-- start Data for this task --

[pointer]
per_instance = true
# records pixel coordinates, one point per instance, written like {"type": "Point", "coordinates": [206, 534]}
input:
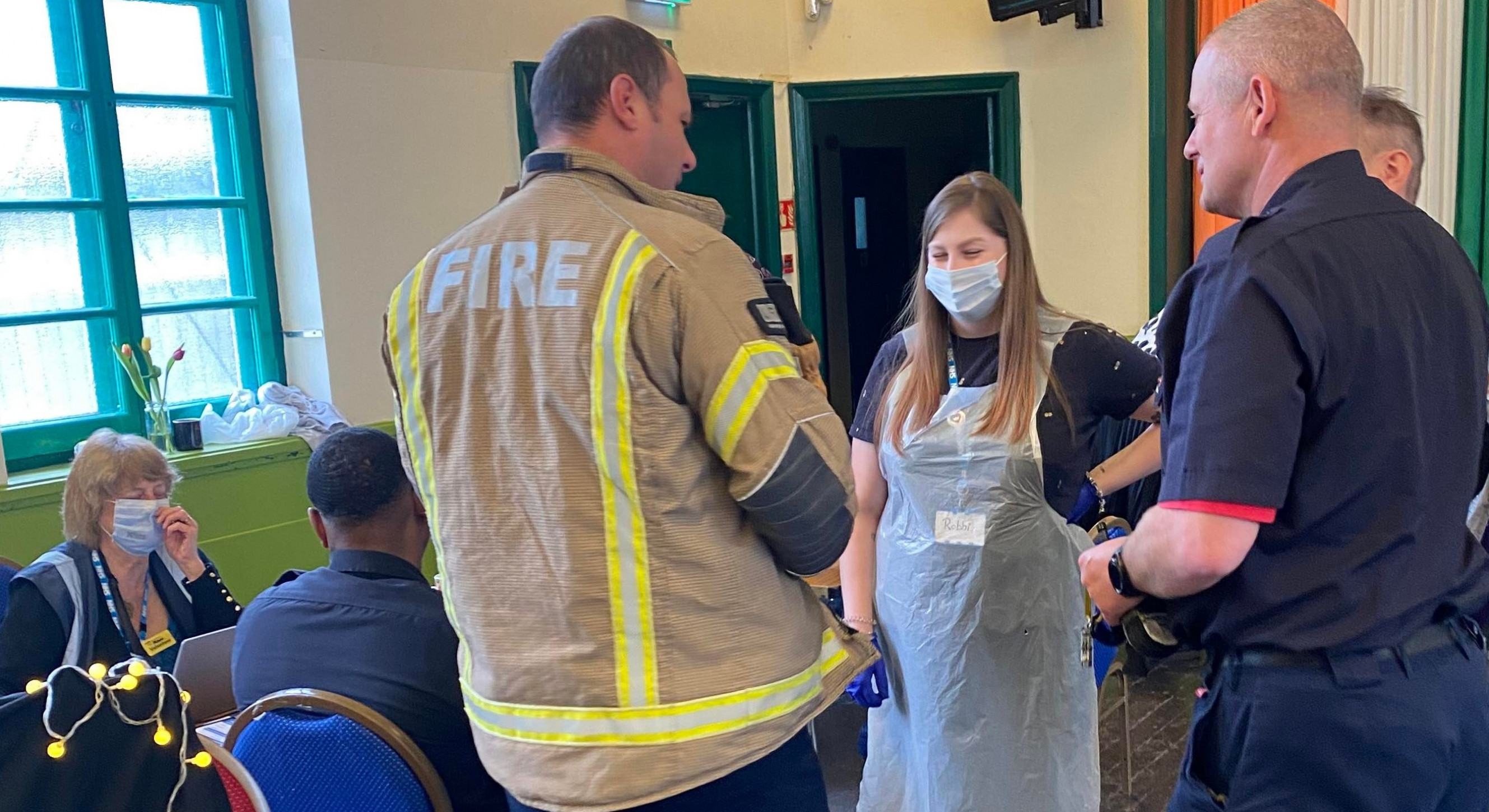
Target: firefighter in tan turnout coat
{"type": "Point", "coordinates": [625, 469]}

-- end Data for this task --

• **Instructions for the task**
Render the items above as a two-column CSV with the headers "prompt" and "answer", one row per item, quoting each field and replacing any line breaks with spaces. Omit the pictures.

• **Final result**
prompt,answer
"[pointer] per_instance = true # records pixel coordinates, one point per instance, written like {""type"": ""Point"", ""coordinates"": [206, 534]} input: Target: firefighter in tan turnout coat","{""type"": ""Point"", ""coordinates"": [625, 469]}"